Exercise prompt ▸ Give the listing again in full, matching it character for character.

--------------------

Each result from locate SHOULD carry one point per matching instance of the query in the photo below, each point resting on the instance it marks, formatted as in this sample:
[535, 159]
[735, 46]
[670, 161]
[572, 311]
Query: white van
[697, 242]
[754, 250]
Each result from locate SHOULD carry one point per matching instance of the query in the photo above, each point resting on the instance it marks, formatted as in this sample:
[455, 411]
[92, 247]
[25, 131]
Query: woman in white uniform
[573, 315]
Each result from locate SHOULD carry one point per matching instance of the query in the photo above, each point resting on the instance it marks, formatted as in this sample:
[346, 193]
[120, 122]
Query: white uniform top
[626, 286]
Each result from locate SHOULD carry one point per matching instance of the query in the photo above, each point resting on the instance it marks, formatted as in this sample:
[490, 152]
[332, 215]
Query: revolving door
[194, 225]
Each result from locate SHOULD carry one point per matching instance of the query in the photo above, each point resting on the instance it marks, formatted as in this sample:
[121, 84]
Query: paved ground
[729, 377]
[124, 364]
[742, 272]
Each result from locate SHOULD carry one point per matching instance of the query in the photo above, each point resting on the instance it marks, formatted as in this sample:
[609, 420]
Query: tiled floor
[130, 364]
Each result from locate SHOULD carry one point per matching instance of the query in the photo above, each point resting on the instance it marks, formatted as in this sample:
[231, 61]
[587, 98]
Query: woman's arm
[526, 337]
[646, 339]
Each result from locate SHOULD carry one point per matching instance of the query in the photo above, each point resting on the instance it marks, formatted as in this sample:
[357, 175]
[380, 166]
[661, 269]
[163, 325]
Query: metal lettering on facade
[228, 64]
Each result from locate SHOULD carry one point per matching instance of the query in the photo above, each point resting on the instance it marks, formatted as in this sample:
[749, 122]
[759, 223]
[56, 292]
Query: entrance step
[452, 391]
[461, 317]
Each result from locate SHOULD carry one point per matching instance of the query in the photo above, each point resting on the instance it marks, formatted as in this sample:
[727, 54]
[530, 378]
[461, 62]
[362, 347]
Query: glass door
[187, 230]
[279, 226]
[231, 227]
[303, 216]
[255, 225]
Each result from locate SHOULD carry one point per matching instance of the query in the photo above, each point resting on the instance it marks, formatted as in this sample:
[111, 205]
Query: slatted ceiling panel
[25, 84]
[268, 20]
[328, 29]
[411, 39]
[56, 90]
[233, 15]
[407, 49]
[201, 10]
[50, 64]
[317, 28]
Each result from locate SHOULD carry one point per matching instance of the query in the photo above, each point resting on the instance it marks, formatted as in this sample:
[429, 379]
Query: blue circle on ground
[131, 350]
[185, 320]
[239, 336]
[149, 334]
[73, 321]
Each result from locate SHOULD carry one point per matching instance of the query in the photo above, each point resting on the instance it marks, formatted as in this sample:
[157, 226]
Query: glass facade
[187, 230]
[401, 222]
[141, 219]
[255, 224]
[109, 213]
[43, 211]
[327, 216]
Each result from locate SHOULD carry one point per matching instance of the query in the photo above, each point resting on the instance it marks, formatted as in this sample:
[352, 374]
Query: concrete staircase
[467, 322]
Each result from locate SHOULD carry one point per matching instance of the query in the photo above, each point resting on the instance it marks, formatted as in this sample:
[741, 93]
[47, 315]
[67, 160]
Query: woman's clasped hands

--------------------

Task response ▸
Each result from locate SHOULD carry one point per matching instance of the query in the photo below, each point resting on the instance it marks, formatted as in this sample:
[535, 159]
[735, 46]
[670, 161]
[572, 311]
Query: white van
[697, 242]
[754, 250]
Each result from locate SHOULD carry one point per matching instance of the query in the photo above, each point resting on the instance it marks, formatted as in this sample:
[455, 411]
[92, 247]
[25, 131]
Query: woman in white uniform
[573, 315]
Each result from locate SHOULD carry one point per matching instance of the query in the photo above, each point resting on the instance it marks, formatted as in this sample:
[346, 193]
[120, 122]
Query: white uniform top
[626, 286]
Each result from locate SHOULD carry one point per matching instance of the query in the photo above, each point resting on the instance it marks, formatted as in this sample:
[490, 152]
[332, 215]
Query: revolving door
[194, 225]
Each result from locate SHOULD carry one point per matching instance of the query in the photo above, each point resting on the instance it marks, formatted as in this sample:
[121, 84]
Query: paved ground
[729, 377]
[124, 364]
[742, 272]
Each result from locate SHOULD carry one point per matching instance of the query in the photo above, each point resting on the instance it marks, formatted as in this sample:
[609, 420]
Query: tiled floor
[130, 364]
Each result from locate SHOULD carry one point per matching instance of the query in the photo above, each point resting on the instance it marks, formatted as in this sample:
[231, 61]
[587, 98]
Query: woman's arm
[526, 337]
[646, 339]
Each result from locate SHOULD carry one point per matching instance of the query in the photo above, each point resting on the instance it marks, formatted as in this sample:
[357, 175]
[380, 166]
[661, 269]
[163, 325]
Query: metal lettering on facade
[228, 64]
Each result from locate SHOULD carry one point per matching instance of the query in the photo above, each point resting on the instance it marks, formatted as in this sample:
[749, 122]
[759, 223]
[56, 292]
Query: entrance step
[452, 391]
[461, 317]
Each result from locate SHOULD carry one point per matching instance of the query in the photo above, each point resting on the instance it marks, formatted as in this sample:
[727, 54]
[530, 378]
[461, 62]
[362, 347]
Query: glass door
[187, 230]
[279, 226]
[231, 227]
[303, 216]
[255, 225]
Each result from locate SHOULD carry one point per matching instance of the query in the photo above, each point resting on the instance it marks, formatted as in this sample:
[111, 205]
Query: slatted ceiling panel
[25, 84]
[268, 20]
[328, 29]
[411, 39]
[56, 90]
[233, 15]
[407, 49]
[201, 10]
[50, 64]
[317, 28]
Each result from locate SHOULD carry one point per matching instance of the query in the photo above, each point resting on the instance it marks, formatted as in this sample:
[429, 379]
Query: blue circle on ground
[131, 350]
[185, 320]
[239, 336]
[149, 334]
[73, 321]
Each result from locate SHOULD carry one point per matching instance of the query in the photo above, each point resting on the instance it marks, formatted as in this sample:
[157, 226]
Query: glass facade
[187, 230]
[401, 222]
[141, 219]
[255, 224]
[109, 213]
[43, 211]
[327, 216]
Each result from locate SHOULD carry one point per matching instance of the query in the photo above, each point resting on the instance it marks, formatted as in this sample:
[352, 374]
Query: concrete staircase
[467, 322]
Each result from locate SHOULD carry one point per matching instance of the query in the photo above, each point resting on the instance it marks, formatted as in this sample:
[741, 93]
[47, 315]
[67, 160]
Query: woman's clasped hands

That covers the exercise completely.